**EXERCISE DIRECTIONS:** Output the data in full and exactly as presented.

**Point localization data:**
....................
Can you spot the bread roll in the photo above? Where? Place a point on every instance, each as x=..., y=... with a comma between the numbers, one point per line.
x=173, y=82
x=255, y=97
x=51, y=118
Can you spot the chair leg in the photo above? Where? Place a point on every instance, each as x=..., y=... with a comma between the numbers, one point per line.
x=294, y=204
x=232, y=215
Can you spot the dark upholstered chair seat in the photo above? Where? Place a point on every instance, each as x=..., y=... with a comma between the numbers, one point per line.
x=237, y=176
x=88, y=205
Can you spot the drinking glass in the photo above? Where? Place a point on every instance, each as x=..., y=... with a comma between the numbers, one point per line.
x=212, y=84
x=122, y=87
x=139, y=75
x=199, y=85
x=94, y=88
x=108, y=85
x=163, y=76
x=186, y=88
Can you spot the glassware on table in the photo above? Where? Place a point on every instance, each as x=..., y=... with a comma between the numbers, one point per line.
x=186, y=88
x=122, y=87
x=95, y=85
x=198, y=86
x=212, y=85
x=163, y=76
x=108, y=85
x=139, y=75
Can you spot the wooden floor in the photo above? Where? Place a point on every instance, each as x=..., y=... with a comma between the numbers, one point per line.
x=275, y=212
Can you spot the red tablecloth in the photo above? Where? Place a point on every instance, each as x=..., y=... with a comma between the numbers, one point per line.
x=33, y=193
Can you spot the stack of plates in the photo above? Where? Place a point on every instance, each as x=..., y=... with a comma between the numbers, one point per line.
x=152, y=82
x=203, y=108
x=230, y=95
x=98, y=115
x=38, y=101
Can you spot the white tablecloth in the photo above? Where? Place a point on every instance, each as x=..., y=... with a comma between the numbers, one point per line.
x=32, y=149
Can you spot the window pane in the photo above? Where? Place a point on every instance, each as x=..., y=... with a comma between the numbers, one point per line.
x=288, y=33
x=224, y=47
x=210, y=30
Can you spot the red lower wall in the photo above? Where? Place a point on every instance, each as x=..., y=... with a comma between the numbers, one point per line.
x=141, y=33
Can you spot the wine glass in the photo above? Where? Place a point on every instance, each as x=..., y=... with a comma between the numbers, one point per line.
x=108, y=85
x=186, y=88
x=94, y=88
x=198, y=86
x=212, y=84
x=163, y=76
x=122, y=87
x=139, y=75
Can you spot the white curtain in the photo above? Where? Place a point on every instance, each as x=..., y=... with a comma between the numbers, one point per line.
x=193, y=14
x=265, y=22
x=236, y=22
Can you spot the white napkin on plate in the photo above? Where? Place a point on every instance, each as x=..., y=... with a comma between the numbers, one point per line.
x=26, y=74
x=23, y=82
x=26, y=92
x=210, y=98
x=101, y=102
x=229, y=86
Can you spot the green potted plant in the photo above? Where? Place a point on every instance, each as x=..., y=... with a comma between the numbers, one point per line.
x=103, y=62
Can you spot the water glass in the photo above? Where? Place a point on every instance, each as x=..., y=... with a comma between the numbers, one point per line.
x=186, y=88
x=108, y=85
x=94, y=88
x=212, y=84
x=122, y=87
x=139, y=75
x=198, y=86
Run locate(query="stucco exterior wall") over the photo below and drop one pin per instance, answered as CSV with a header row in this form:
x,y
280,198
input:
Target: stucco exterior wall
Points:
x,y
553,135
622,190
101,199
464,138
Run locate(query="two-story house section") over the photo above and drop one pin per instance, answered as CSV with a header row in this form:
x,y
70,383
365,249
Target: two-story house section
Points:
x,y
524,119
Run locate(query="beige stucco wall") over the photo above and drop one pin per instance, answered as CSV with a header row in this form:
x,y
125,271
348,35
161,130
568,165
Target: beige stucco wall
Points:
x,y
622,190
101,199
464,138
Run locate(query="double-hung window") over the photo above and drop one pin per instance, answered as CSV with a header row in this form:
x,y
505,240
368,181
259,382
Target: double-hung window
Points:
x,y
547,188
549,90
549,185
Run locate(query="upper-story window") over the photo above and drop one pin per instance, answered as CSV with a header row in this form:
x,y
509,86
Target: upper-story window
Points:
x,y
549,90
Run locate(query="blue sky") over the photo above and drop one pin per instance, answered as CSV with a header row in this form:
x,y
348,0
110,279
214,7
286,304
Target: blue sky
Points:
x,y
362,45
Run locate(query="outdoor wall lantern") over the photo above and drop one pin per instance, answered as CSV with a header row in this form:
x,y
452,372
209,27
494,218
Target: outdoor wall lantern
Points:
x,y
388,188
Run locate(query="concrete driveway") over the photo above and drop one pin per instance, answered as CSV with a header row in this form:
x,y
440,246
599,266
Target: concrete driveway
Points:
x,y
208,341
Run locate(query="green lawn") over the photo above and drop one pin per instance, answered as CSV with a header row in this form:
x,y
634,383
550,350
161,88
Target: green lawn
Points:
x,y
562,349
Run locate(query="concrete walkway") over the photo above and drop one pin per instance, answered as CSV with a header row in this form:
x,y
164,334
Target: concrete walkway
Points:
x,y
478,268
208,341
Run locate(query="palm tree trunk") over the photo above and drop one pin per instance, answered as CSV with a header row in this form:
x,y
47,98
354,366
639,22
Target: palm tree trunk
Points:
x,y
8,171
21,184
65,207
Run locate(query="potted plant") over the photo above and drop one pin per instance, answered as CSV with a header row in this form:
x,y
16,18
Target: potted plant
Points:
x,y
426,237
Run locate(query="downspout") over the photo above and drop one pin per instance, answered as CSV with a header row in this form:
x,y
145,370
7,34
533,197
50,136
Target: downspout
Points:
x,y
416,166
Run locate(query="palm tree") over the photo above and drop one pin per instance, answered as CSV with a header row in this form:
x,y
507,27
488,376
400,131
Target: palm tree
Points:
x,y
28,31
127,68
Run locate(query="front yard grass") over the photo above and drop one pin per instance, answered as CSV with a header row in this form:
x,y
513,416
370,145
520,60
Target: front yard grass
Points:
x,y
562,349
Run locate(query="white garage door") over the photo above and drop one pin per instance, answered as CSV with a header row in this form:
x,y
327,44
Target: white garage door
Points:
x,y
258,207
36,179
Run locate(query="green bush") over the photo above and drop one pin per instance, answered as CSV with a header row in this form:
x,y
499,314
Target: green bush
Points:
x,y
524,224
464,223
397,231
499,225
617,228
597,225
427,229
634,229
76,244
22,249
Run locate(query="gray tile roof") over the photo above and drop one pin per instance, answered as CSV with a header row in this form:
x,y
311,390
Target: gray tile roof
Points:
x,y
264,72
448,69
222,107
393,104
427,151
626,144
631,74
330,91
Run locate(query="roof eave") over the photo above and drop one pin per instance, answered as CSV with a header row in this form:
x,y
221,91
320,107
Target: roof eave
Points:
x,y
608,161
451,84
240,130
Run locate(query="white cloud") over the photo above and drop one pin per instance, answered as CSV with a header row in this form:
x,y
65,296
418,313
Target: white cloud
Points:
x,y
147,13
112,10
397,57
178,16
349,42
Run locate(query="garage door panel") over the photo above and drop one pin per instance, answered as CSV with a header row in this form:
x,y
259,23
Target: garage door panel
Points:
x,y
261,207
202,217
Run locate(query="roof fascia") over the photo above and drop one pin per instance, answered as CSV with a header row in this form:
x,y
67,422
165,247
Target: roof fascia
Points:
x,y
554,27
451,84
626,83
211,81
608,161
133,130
....................
**WORKED SOLUTION:**
Can you spot the bread roll in the photo above? Where? Place a point on every instance, each as x=..., y=... with a comma between the numbers, one point per line.
x=173, y=82
x=255, y=97
x=51, y=118
Can you spot the chair leg in the photo above? Where? Place a point on every instance, each as x=..., y=... with a comma between the numbers, one point per line.
x=294, y=204
x=232, y=215
Can you spot the dark upholstered chair seat in the photo above? Where? Place a point on every instance, each as x=..., y=... with a comma between the numbers, one point per line.
x=237, y=176
x=88, y=205
Can you spot the drinking glass in the photo above? Where? Place a point on every instance, each as x=..., y=... with a comma between the numbers, one point per line.
x=212, y=84
x=122, y=87
x=139, y=75
x=199, y=85
x=94, y=88
x=108, y=85
x=163, y=76
x=186, y=88
Can you spot the glassware on table in the photo above? Where? Place a point on every instance, each as x=..., y=... with a comma between the numbers, one point per line.
x=186, y=88
x=122, y=87
x=95, y=85
x=198, y=86
x=212, y=85
x=163, y=76
x=108, y=85
x=139, y=75
Can you spot the wooden floor in the photo above? Where? Place a point on every instance, each as x=..., y=... with a comma between the numbers, one point per line.
x=275, y=212
Can you spot the red tablecloth in the photo above? Where? Place a point on every instance, each as x=..., y=... with a comma between the numbers, one point per line.
x=33, y=193
Can you spot the stack of plates in the photo above? Where? Place a point on every instance, each as x=..., y=... with a comma between the numbers, one point per line.
x=152, y=82
x=203, y=108
x=230, y=95
x=98, y=115
x=38, y=101
Can you spot the white tablecloth in the photo above? Where? Place a point on every instance, each as x=..., y=... with a comma between the numbers, one point per line.
x=32, y=149
Can you spot the window pane in the photo above? Where? Place a point on every instance, each as x=..., y=... with a comma between the numbers, one point per line.
x=288, y=33
x=224, y=47
x=210, y=30
Can you spot the red lower wall in the photo above? Where? Place a point on every instance, each as x=..., y=... with a comma between the numbers, one point per line.
x=141, y=33
Can you spot the wine glass in the photo above? Where? Place a point on every instance, each as x=..., y=... with a comma between the numbers, one point per line.
x=108, y=85
x=186, y=88
x=94, y=88
x=198, y=86
x=212, y=84
x=163, y=76
x=122, y=87
x=139, y=75
Can you spot the white curtain in the photo above? Where? Place a point on every instance, each as x=..., y=... with a comma between the numbers, one point per line.
x=193, y=14
x=265, y=22
x=236, y=22
Can you spot the white napkin on plate in the photo above? Where? Place a point on every instance, each as x=..., y=... with a comma between the numbers, one point per line.
x=26, y=74
x=23, y=82
x=26, y=92
x=210, y=98
x=101, y=102
x=229, y=86
Can you spot the green potted plant in the photo above? Where? Place a point on every instance, each as x=..., y=... with a comma between the numbers, one point per line.
x=103, y=62
Can you spot the water glass in the photo above? Where? Place a point on every instance, each as x=..., y=... with a comma between the numbers, one point per line.
x=186, y=88
x=108, y=85
x=94, y=88
x=212, y=84
x=122, y=87
x=139, y=75
x=198, y=86
Run locate(query="stucco exterior wall") over the photo below and drop one pin per instance, answered as CSV with a header row in this form:
x,y
280,198
input:
Target: stucco exterior wall
Points:
x,y
553,135
622,190
101,199
464,138
Run locate(query="two-story house section") over the photo above and drop one pin per instance, answered as CSV with a header row in this form:
x,y
70,383
365,249
Target: two-story house section
Points:
x,y
524,119
Run locate(query="beige stucco wall") over the photo above and drop one pin per instance, answered as CSV with a header row in this form:
x,y
125,271
348,35
161,130
568,165
Target: beige stucco wall
Points:
x,y
622,190
101,199
464,138
Run locate(query="double-hung window") over the photo above and drop one pin per instance, answered as CSV with a header row in this form:
x,y
505,240
368,181
259,382
Target: double-hung window
Points:
x,y
547,188
549,90
549,185
Run locate(query="upper-story window") over the photo above and drop one pin per instance, answered as CSV with a header row in this form:
x,y
509,86
Target: upper-story window
Points:
x,y
549,90
Run locate(query="blue sky") over the photo above and drop one pin per instance, answered as CSV with a header row in this form:
x,y
348,0
110,279
214,7
286,304
Target: blue sky
Points:
x,y
362,45
Run locate(query="outdoor wall lantern") over the photo above and drop one pin per instance, answered as CSV with a header row in this form:
x,y
452,372
209,27
494,218
Target: outdoor wall lantern
Points:
x,y
388,188
Run locate(query="concrete driveway") over the photo above and drop one pin per instance, answered as CSV with a header row in this form:
x,y
440,246
599,266
Target: concrete driveway
Points:
x,y
208,341
Run locate(query="green lawn") over the photo above and drop one pin per instance, answered as CSV with a header row in this form:
x,y
634,383
550,350
161,88
Target: green lawn
Points:
x,y
562,349
Run locate(query="concrete walkway") over the photo above and drop one pin per instance, answered as CSV with a header row in this form:
x,y
164,334
Target: concrete walkway
Points:
x,y
478,268
208,341
Run locate(query="palm tree trunk") over the photo above and drop one pin per instance, answered as CSV with a header row in this form:
x,y
47,98
354,366
639,22
Target: palm tree trunk
Points:
x,y
8,171
21,184
65,207
Run locate(query="potted plant") over the photo above and drop one pin per instance, answered as CSV with a header row in this form:
x,y
16,18
Target: potted plant
Points:
x,y
426,237
Run locate(query="downspout") over the photo above and drop one pin per instance, answered as CSV with a header row in this form:
x,y
145,370
7,34
533,197
50,136
Target: downspout
Points:
x,y
416,166
Run locate(query="palm tree") over the photo above and drop one pin per instance, answered as CSV with a header row in this form:
x,y
507,27
488,376
400,131
Target: palm tree
Points:
x,y
28,31
127,68
Run locate(query="front yard grass") over the photo above and drop one pin per instance, answered as CSV with a header row in this form:
x,y
513,416
370,145
520,60
Target: front yard grass
Points:
x,y
562,349
Run locate(query="white garage door") over the photo above and drop one pin per instance, answered as CSV with a header row in this form:
x,y
327,44
Target: white garage door
Points:
x,y
258,207
36,179
Run locate(query="green bush") over the photo above and drop one pin per instance, answered as CSV with a header row in this form:
x,y
499,314
Target: green bush
Points:
x,y
524,224
464,223
397,231
499,225
617,228
597,225
427,229
634,229
76,244
22,249
Run locate(query="gray tile roof") over the photo above and drop one pin per instance, answered as CSV with a header row in this form:
x,y
311,390
Target: gray tile roof
Points:
x,y
264,72
448,69
222,107
393,104
427,151
626,144
631,74
330,91
Run locate(query="roof eave") over the photo above and drop one pin per instance, answered as CSV with a header row in this form:
x,y
221,91
320,107
Target: roof eave
Points:
x,y
608,161
451,84
240,130
Run locate(query="white cloud") over the photo above and drop one pin per instance, answered as CSV with a header row in this form:
x,y
65,296
418,313
Target: white cloud
Points:
x,y
147,13
112,10
397,57
178,16
349,42
Run locate(query="garage door panel") over the photo above and drop one pin per instance, answered as CSV with a header row in this form:
x,y
259,23
Target: garage door panel
Points:
x,y
261,207
202,217
Run locate(query="roof fascia") over the photo above and drop one pin per instance, answered as CSV with a header row in this form:
x,y
67,422
165,247
Target: roof fascia
Points:
x,y
554,27
451,84
626,83
211,81
608,161
133,130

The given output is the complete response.